▶ **Selected extract**
Explore the historic villages of Shirakawa-go and Gokayama

Gifu and Toyama prefectures house these historic villages with their immaculately preserved steep-roofed dwellings, taking you back to a different era of Japan.


  • Wandering around the traditional villages set to a natural backdrop of seasonal color
  • Stepping into one of the gassho-style houses
  • Viewing the village from above from the observatory in Ogimachi

Experience a Japanese fairytale

The remote mountain villages with their gassho-style houses in Shirakawa-go and Gokayama on the Hida Highlands were registered as UNESCO World Cultural Heritage sites in 1995. The scenery of the mountain villages with their traditional houses standing side-by-side is like a fairytale.

Purposeful and practical architecture

Houses built in the gassho style are defined as having a roof in the shape of a triangle, like hands folded in prayer. In the multilayer structures, the third and fourth floors are particularly characteristic as they demonstrate the foresight of the farmers. With this type of architecture, farmers could raise silkworms even in the harsh winters. Silkworms would be kept up in these attics where the heat from the first floor rises. The roof has an impressive slope of 60 degrees to allow the heavy snow (sometimes as much as four meters) to slide off more easily.

▶ **Given data**
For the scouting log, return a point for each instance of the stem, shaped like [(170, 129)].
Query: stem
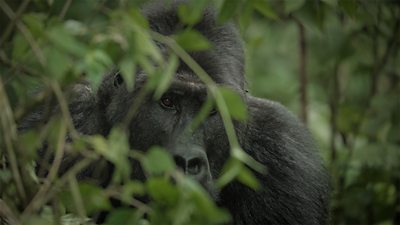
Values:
[(302, 72)]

▶ **Task requirements**
a) Rewrite the passage on Shirakawa-go and Gokayama from "Gifu and Toyama" to "like a fairytale.", replacing "remote" with "secluded".
b) Turn the paragraph of the Shirakawa-go and Gokayama text that begins "Houses built in the gassho style" into a short bulleted list that keeps its main facts.

▶ **Responses**
a)
Gifu and Toyama prefectures house these historic villages with their immaculately preserved steep-roofed dwellings, taking you back to a different era of Japan.


  • Wandering around the traditional villages set to a natural backdrop of seasonal color
  • Stepping into one of the gassho-style houses
  • Viewing the village from above from the observatory in Ogimachi

Experience a Japanese fairytale

The secluded mountain villages with their gassho-style houses in Shirakawa-go and Gokayama on the Hida Highlands were registered as UNESCO World Cultural Heritage sites in 1995. The scenery of the mountain villages with their traditional houses standing side-by-side is like a fairytale.

b)
- Gassho-style houses have a triangular roof, like hands folded in prayer.
- Their third and fourth floors show the farmers' foresight.
- Silkworms were kept in these attics, warmed by heat rising from the first floor, so they could be raised even in harsh winters.
- The roof slopes at 60 degrees so heavy snow, sometimes up to four meters, slides off more easily.